Texto de leitura -
=======

Nos meios jurídicos há sentenças isoladas aceitando os precatórios como moeda de compra de imóveis em leilões públicos, a exemplo da proferida pela 2ª Vara de Fazenda Pública de Caxias do Sul. A juíza assegurou o direito de adquirir um imóvel na cidade de Farroupilha mediante parte do pagamento feito com oito precatórios vencidos. A magistrada determinou a expedição da carta de arrematação e devolveu os precatórios ao governo do estado, ou seja, aceitou os títulos como moeda na operação.
 
Essa tese mantém similitude com outras utilizadas para aproveitamento tributário dos precatórios, como o oferecimento em penhora e a compensação. Há de se alertar que essas teses da penhora e da compensação ainda não têm o respaldo total nos tribunais superiores, embora alguns tribunais locais as acolham. O Superior Tribunal de Justiça (STJ) é favorável ao uso de precatórios como garantia em execuções fiscais.
 
Também não há posição definitiva sobre a compensação tributária, sendo o melhor resultado uma decisão monocrática do ministro Eros Grau, do Supremo Tribunal Federal (STF), ainda a ser referenda pela segunda turma, conforme noticia a imprensa.

=======

(Itens do conjunto de dados)
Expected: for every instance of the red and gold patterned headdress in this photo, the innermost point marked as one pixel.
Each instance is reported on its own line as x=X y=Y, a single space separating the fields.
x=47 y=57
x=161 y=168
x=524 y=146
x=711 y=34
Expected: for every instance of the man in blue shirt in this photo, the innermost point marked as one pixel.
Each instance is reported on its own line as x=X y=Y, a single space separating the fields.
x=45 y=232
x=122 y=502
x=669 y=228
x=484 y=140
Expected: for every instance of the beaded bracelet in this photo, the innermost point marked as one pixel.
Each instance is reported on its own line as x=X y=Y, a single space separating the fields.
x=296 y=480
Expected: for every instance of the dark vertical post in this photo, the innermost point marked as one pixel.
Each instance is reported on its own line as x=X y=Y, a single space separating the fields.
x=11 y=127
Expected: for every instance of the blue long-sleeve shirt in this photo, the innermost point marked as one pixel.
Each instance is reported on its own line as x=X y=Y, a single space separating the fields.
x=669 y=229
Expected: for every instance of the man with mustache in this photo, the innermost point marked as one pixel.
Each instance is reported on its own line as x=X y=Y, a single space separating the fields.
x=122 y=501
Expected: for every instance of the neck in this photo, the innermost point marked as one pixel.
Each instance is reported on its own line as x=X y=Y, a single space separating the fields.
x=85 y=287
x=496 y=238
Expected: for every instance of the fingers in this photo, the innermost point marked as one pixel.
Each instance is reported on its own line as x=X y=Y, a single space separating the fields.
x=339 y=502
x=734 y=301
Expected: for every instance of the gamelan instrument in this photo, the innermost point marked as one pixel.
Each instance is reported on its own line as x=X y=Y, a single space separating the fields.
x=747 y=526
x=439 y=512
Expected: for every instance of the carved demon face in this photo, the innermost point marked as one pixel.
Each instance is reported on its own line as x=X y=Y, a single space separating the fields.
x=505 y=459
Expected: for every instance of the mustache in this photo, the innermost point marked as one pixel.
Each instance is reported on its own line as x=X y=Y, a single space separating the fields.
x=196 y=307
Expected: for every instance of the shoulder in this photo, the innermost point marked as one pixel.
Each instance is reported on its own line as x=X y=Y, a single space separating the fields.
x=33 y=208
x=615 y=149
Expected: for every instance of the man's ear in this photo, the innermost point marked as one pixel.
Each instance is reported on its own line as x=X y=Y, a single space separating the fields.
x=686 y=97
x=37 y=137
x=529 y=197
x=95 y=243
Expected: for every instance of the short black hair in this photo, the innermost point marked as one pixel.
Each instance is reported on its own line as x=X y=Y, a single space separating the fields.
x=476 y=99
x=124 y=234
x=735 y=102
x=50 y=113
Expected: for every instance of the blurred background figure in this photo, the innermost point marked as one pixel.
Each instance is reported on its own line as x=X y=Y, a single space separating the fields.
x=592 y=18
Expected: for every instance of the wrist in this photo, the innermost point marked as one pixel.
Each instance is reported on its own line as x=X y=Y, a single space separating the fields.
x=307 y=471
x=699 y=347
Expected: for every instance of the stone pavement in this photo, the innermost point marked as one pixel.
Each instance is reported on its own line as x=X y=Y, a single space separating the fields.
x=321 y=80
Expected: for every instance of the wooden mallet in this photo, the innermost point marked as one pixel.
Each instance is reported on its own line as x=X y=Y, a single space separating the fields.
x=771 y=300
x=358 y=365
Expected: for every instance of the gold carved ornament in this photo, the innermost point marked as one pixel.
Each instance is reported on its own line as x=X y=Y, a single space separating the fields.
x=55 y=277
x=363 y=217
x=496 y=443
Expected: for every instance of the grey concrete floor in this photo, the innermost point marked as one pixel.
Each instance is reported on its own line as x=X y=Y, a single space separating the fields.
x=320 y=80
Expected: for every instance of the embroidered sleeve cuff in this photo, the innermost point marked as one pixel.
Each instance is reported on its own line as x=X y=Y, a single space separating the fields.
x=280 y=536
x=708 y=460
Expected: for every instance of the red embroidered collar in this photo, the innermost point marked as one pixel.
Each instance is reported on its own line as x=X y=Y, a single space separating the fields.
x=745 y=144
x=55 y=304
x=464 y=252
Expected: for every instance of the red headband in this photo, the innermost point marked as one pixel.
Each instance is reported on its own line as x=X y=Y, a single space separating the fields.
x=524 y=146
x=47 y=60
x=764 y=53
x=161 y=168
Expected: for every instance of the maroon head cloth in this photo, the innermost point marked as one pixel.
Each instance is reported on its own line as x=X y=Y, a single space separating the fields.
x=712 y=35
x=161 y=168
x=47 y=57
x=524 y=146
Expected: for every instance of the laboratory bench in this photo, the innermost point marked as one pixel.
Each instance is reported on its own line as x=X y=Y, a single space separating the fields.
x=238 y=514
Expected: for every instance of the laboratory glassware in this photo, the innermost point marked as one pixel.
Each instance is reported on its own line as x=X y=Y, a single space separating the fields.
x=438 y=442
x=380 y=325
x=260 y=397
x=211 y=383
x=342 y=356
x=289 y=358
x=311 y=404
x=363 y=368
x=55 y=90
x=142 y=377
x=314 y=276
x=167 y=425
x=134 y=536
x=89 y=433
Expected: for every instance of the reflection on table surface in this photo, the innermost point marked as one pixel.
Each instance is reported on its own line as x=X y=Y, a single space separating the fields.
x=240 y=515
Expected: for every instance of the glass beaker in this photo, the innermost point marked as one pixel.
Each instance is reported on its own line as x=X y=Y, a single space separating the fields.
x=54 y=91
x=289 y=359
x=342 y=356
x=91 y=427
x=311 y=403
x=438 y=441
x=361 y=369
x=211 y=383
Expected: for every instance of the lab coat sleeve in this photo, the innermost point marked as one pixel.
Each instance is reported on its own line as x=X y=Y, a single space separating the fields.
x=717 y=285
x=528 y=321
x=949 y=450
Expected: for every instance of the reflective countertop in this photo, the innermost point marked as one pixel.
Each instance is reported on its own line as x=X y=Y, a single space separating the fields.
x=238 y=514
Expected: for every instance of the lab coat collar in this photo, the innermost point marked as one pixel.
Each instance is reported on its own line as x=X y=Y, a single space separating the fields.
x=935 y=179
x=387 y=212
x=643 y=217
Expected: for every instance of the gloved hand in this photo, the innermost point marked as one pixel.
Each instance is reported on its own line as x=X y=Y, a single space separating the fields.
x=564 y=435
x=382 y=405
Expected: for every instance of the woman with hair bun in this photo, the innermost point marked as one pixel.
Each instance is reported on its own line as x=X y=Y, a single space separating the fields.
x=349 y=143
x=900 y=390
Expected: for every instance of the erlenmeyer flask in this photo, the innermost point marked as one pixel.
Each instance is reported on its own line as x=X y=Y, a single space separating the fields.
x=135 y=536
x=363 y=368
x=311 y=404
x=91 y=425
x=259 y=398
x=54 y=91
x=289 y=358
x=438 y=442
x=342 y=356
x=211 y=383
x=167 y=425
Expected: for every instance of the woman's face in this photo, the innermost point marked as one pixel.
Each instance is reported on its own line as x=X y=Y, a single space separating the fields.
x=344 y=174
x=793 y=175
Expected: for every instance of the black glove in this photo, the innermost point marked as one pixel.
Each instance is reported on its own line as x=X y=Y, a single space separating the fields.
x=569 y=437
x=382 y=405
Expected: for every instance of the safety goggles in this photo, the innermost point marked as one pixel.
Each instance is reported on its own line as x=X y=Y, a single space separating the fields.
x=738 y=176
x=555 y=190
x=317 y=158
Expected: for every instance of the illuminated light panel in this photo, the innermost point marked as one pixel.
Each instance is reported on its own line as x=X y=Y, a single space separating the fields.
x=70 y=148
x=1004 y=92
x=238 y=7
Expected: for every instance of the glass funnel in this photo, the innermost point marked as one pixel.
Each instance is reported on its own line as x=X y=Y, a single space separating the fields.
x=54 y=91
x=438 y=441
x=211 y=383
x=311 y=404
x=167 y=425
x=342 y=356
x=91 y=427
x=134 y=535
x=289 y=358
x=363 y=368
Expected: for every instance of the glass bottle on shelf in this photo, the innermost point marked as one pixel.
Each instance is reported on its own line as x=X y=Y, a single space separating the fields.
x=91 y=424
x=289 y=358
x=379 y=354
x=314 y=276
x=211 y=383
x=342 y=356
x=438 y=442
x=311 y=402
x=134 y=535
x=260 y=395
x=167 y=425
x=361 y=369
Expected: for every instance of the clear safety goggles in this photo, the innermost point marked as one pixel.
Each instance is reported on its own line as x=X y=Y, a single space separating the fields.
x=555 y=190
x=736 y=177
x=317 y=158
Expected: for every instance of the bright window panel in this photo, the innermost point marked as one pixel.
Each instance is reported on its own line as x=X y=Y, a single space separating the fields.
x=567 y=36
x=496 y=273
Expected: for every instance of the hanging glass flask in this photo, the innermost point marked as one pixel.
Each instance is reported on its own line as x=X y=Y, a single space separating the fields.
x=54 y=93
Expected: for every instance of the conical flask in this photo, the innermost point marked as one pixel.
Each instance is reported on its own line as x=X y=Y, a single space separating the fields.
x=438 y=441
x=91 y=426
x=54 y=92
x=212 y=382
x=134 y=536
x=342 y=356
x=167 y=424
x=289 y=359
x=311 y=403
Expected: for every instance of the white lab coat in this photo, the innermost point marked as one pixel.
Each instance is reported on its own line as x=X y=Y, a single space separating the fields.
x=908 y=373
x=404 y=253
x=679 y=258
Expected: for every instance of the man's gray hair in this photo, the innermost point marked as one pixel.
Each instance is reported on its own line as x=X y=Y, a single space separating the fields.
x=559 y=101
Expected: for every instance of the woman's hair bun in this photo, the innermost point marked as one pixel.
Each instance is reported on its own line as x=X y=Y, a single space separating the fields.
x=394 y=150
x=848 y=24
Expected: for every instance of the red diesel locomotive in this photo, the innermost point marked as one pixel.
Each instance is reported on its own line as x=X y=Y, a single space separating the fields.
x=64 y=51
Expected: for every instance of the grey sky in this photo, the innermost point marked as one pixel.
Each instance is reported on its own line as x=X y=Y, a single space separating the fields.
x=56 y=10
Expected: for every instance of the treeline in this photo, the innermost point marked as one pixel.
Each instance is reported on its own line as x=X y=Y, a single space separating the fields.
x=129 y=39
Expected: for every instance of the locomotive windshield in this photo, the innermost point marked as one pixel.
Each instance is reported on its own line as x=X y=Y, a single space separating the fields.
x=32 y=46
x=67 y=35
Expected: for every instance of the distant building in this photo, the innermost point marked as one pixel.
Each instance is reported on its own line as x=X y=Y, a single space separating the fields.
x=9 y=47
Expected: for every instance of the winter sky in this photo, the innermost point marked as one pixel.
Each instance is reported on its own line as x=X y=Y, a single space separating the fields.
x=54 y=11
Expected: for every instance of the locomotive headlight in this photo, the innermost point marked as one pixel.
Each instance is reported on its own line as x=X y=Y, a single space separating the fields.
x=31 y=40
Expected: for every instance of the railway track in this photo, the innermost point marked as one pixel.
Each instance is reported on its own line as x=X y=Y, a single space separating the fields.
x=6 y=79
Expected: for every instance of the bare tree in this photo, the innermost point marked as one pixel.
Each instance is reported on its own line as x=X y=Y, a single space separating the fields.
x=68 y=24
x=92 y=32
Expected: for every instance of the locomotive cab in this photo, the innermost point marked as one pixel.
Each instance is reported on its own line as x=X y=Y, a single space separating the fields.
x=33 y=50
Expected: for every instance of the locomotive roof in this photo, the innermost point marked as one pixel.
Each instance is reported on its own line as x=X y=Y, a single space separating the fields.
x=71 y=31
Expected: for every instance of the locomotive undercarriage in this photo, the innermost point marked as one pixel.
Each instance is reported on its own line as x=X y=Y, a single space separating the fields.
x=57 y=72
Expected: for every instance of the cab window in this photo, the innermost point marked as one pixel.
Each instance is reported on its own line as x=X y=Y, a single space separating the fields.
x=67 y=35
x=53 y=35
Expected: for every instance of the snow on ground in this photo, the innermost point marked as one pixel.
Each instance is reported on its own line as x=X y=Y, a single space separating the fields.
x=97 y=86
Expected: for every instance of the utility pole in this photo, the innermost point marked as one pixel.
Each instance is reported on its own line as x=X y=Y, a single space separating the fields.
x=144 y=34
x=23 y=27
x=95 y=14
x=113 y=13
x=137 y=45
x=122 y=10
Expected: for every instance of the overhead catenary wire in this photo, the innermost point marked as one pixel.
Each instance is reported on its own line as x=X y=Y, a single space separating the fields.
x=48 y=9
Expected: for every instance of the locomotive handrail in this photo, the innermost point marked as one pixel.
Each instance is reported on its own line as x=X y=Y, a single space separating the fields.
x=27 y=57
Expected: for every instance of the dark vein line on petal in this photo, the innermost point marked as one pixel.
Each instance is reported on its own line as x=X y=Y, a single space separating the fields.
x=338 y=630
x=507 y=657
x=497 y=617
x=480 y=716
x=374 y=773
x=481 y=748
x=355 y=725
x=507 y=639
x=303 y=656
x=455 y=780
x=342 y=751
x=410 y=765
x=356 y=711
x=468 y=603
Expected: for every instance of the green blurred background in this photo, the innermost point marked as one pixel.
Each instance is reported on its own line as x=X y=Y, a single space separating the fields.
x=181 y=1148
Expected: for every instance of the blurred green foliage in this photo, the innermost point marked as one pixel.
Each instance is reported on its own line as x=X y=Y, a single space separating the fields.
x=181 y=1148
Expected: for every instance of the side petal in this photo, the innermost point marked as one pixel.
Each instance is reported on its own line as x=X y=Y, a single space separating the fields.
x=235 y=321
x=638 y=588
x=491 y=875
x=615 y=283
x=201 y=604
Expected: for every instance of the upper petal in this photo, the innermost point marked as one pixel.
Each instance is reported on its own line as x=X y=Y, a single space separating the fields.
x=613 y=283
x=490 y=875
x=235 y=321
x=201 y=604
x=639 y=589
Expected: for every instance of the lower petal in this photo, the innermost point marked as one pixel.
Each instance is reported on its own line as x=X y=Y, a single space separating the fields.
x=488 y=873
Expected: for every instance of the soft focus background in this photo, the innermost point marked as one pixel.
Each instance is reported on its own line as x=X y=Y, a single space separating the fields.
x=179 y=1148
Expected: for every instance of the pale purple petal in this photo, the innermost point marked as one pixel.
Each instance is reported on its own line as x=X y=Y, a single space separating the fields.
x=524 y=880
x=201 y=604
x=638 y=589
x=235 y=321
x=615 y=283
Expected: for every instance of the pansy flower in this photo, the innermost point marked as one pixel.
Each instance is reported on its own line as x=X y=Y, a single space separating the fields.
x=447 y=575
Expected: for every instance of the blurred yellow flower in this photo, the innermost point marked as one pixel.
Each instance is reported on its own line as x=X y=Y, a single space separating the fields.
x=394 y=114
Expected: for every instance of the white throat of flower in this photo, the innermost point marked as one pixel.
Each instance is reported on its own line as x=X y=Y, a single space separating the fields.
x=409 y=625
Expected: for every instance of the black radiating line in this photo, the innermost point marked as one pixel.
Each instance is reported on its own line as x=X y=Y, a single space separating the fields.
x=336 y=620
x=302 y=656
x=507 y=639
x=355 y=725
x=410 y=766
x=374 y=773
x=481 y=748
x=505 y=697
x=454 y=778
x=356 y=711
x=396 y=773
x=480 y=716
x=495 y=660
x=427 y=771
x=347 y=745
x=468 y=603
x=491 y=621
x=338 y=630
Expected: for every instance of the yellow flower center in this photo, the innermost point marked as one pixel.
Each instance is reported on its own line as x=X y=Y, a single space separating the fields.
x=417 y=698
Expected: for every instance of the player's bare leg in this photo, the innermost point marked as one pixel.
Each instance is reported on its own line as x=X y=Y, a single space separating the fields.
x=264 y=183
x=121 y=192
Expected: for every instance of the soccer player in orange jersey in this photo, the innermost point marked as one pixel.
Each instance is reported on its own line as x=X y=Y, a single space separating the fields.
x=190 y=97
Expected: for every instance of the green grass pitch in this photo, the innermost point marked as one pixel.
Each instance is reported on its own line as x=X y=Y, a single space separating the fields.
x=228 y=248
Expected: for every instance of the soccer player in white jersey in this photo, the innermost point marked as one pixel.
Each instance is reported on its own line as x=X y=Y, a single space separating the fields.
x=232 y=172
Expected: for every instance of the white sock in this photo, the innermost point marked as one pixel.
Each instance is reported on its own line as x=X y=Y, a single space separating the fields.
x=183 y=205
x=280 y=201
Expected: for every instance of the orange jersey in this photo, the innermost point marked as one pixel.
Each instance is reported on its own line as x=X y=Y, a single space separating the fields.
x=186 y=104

=======

Exercício escrito 1 -
Segundo o texto sobre precatórios, quantos precatórios vencidos foram usados em parte do pagamento do imóvel em Farroupilha?
Exercício escrito 2 -
Por favor, devolva um trecho do texto sobre precatórios, copiado sem nenhuma alteração: comece nas palavras que contêm "Essa tese mantém" e pare logo depois de "em execuções fiscais.".
Os itens não têm nenhum papel nesta atividade.

Resposta correta 1 -
Oito precatórios vencidos.

Resposta correta 2 -
Essa tese mantém similitude com outras utilizadas para aproveitamento tributário dos precatórios, como o oferecimento em penhora e a compensação. Há de se alertar que essas teses da penhora e da compensação ainda não têm o respaldo total nos tribunais superiores, embora alguns tribunais locais as acolham. O Superior Tribunal de Justiça (STJ) é favorável ao uso de precatórios como garantia em execuções fiscais.